Reproduce the lines of all the items below, changing every "marker" to "pin" and leaving everything else unchanged. Do not include the pictures in your answer.

+ + +

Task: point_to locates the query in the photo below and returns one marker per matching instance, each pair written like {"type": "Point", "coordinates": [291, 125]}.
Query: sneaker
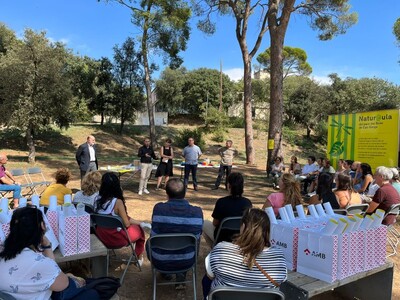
{"type": "Point", "coordinates": [180, 286]}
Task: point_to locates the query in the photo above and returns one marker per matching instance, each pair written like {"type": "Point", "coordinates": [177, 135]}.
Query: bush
{"type": "Point", "coordinates": [321, 132]}
{"type": "Point", "coordinates": [185, 134]}
{"type": "Point", "coordinates": [219, 136]}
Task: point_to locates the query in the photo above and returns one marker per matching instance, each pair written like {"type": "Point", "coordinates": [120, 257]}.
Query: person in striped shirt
{"type": "Point", "coordinates": [176, 216]}
{"type": "Point", "coordinates": [244, 262]}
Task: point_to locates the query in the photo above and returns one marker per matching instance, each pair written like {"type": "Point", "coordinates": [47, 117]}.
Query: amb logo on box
{"type": "Point", "coordinates": [315, 254]}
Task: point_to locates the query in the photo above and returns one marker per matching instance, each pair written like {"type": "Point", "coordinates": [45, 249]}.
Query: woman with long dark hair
{"type": "Point", "coordinates": [289, 193]}
{"type": "Point", "coordinates": [324, 191]}
{"type": "Point", "coordinates": [345, 192]}
{"type": "Point", "coordinates": [111, 201]}
{"type": "Point", "coordinates": [27, 266]}
{"type": "Point", "coordinates": [244, 262]}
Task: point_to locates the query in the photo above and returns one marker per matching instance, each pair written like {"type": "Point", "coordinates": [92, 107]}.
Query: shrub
{"type": "Point", "coordinates": [185, 134]}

+ + +

▶ [Solved exercise]:
Task: point_to locates the query in the photo below and returns one pin per matching instance, each pair written like {"type": "Point", "coordinates": [291, 125]}.
Query: sneaker
{"type": "Point", "coordinates": [180, 286]}
Task: point_to locates the query in the photo above and returns one pin per matching instance, each pair written like {"type": "Point", "coordinates": [177, 135]}.
Query: bush
{"type": "Point", "coordinates": [321, 132]}
{"type": "Point", "coordinates": [185, 134]}
{"type": "Point", "coordinates": [219, 136]}
Task: point_to locates the query in the photo above and returns one pin per matching instance, each pair written like {"type": "Point", "coordinates": [120, 257]}.
Query: person in striped shirt
{"type": "Point", "coordinates": [176, 216]}
{"type": "Point", "coordinates": [244, 262]}
Task: point_to locates the query in the photo above and returns one pin per matching instance, each pair written like {"type": "Point", "coordinates": [47, 117]}.
Query: amb logo on box
{"type": "Point", "coordinates": [315, 254]}
Task: point_to locates the query in the photo above and returns one pin per matching instance, each pair written like {"type": "Point", "coordinates": [45, 249]}.
Query: woman with long dark hair
{"type": "Point", "coordinates": [289, 193]}
{"type": "Point", "coordinates": [324, 191]}
{"type": "Point", "coordinates": [345, 192]}
{"type": "Point", "coordinates": [111, 201]}
{"type": "Point", "coordinates": [27, 266]}
{"type": "Point", "coordinates": [244, 262]}
Task: point_to locates the query in the photo above and returns one pin per matching instance, each pair written like {"type": "Point", "coordinates": [92, 107]}.
Query: shrub
{"type": "Point", "coordinates": [185, 134]}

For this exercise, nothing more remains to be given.